● YOUR TASKS:
1. According to the HBCD passage, which endpoint was identified as the most robust and sensitive for noncancer adverse effects from chronic exposures?
2. Write out the stretch of the HBCD passage from "In the HBCD" through "as driving endpoints.".
3. Extend the passage on HBCD risk beyond its final sentence.

● TEXT PROVIDED:
Content starts
Calculated non-cancer risk estimates (MOEs) can provide a risk profile of HBCD by presenting a range of estimates for different health effects for different conditions of use. A calculated MOE that is less than the benchmark MOE supports a determination of unreasonable risk of injury to health, based on noncancer effects.These calculated risk estimates alone are not bright-line indicators of unreasonable risk. Whether EPA makes a determination of unreasonable risk for the chemical substance depends upon other risk-related factors, such as the endpoint under consideration, the reversibility of effect, exposure-related considerations (e.g., duration, magnitude, or frequency of exposure, or population exposed), and the confidence in the information used to inform the hazard and exposure values. 

In the HBCD risk characterization, offspring loss was identified as the most robust and sensitive endpoint for non-cancer adverse effects from acute exposures for all conditions of use. For chronic exposures, thyroid effects were identified as the most robust and sensitive endpoint for noncancer adverse effects for all conditions of use. However, additional risks associated with other adverse effects (e.g., liver effects, reproductive effects, and other developmental effects) were also identified for acute and chronic exposures. The HBCD unreasonable risk determination uses offspring loss and thyroid effects as driving endpoints.

When making a determination of unreasonable risk for the chemical substance, the Agency has a higher degree of confidence where uncertainty is low. For example, EPA has high confidence in the hazard and exposure characterizations when the basis for characterizations is measured or monitoring data or a robust model and the hazards identified for risk estimation are relevant for conditions of use. This Risk Evaluation discusses the major assumptions and key uncertainties by major topic: physical-chemical properties and toxicokinetics, hazard, occupational exposure, general population/consumer exposure, and historical production volumes and activities. For the human health risk estimation, key assumptions and uncertainties are related to the toxicokinetics of HBCD, including high-end assumptions about dermal absorption and uncertainty whether existing UFs sufficiently account for bioaccumulation in human tissues. Additional sources of uncertainty related to human health hazard include the application of adult rodent thyroid hormone changes to humans in a developmental context and the absence of reliable dose-response information for developmental neurotoxicity endpoints. Important assumptions and key sources of uncertainty in the risk characterization are described in more detail in Section 4.3.2 of this Risk Evaluation.
Content ends
● DATA EXTRACT:
Content starts
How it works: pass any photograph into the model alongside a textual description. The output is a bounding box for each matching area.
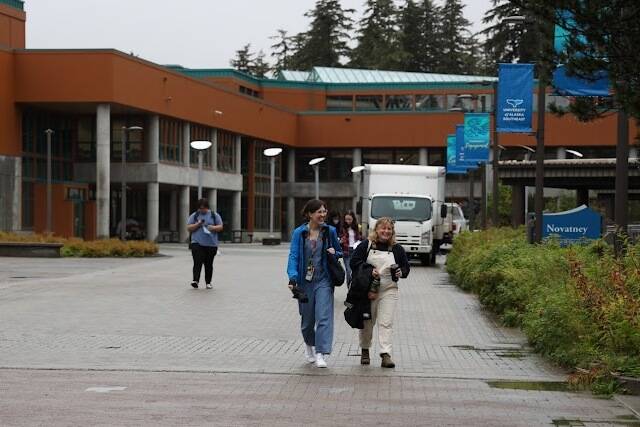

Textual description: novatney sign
[542,205,602,245]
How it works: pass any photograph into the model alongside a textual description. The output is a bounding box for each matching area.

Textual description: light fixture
[309,157,326,166]
[189,141,211,150]
[262,148,282,157]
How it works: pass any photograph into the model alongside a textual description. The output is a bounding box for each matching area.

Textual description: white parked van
[362,165,447,265]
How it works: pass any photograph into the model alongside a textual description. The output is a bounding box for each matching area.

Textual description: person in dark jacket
[351,217,410,368]
[287,200,342,368]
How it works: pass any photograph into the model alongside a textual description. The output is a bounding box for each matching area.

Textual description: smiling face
[309,206,327,225]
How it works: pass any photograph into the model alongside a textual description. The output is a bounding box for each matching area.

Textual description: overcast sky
[25,0,491,68]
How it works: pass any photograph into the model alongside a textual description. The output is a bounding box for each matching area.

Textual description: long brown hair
[369,216,396,246]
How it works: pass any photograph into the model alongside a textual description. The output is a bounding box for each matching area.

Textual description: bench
[0,242,63,258]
Content ends
● RESPONSES PER TASK:
1. Thyroid effects.

2.
In the HBCD risk characterization, offspring loss was identified as the most robust and sensitive endpoint for non-cancer adverse effects from acute exposures for all conditions of use. For chronic exposures, thyroid effects were identified as the most robust and sensitive endpoint for noncancer adverse effects for all conditions of use. However, additional risks associated with other adverse effects (e.g., liver effects, reproductive effects, and other developmental effects) were also identified for acute and chronic exposures. The HBCD unreasonable risk determination uses offspring loss and thyroid effects as driving endpoints.

3.
When determining the unreasonable risk for a chemical substance, EPA considers the central tendency and high-end exposure levels in occupational settings and in environmental media. Risk estimates based on high-end exposure level scenarios (e.g., 95th percentile) are generally intended to cover individuals or sub-populations with greater exposure (i.e., PESS) as well as to capture individuals with sentinel exposure, and risk estimates at the central tendency exposure levels are generally estimates of average or typical exposure (p. 38).

As shown in Section 4 of this Risk Evaluation, when characterizing the risk to human health from occupational exposures during risk evaluation under TSCA, EPA believes it is appropriate to evaluate the levels of risk present in baseline scenarios where no mitigation measures are assumed to be in place. This approach considers the risk to potentially exposed or susceptible subpopulations of workers who may not be covered by Occupational Safety and Health Administration (OSHA) standards, such as self-employed individuals and public sector workers who are not covered by a State Plan. In addition, EPA believes it is appropriate to evaluate the levels of risk present in scenarios considering applicable OSHA requirements (e.g., chemical-specific permissible exposure limits (PELs) and/or chemical-specific PELs with additional substance-specific standards) as well as scenarios considering industry or sector best practices for industrial hygiene that are clearly articulated to the Agency. By characterizing risks using scenarios that reflect different levels of mitigation, EPA risk evaluations can help inform potential risk management actions by providing information that could be used during risk management to tailor risk mitigation appropriately to address any unreasonable risk identified.

 When undertaking unreasonable risk determinations as part of TSCA risk evaluations, EPA cannot assume as a general matter than an applicable OSHA requirement or industry practice is consistently and always properly applied or would automatically lead EPA to conclude that any unreasonable risk for a chemical substance is not driven by occupational scenarios. Mitigation scenarios included in the HBCD risk evaluation (e.g., scenarios considering use of various personal protective equipment (PPE)) likely represent what is happening already in some facilities. However, the Agency cannot assume that all facilities will have adopted these practices for the purposes of making the TSCA risk determination.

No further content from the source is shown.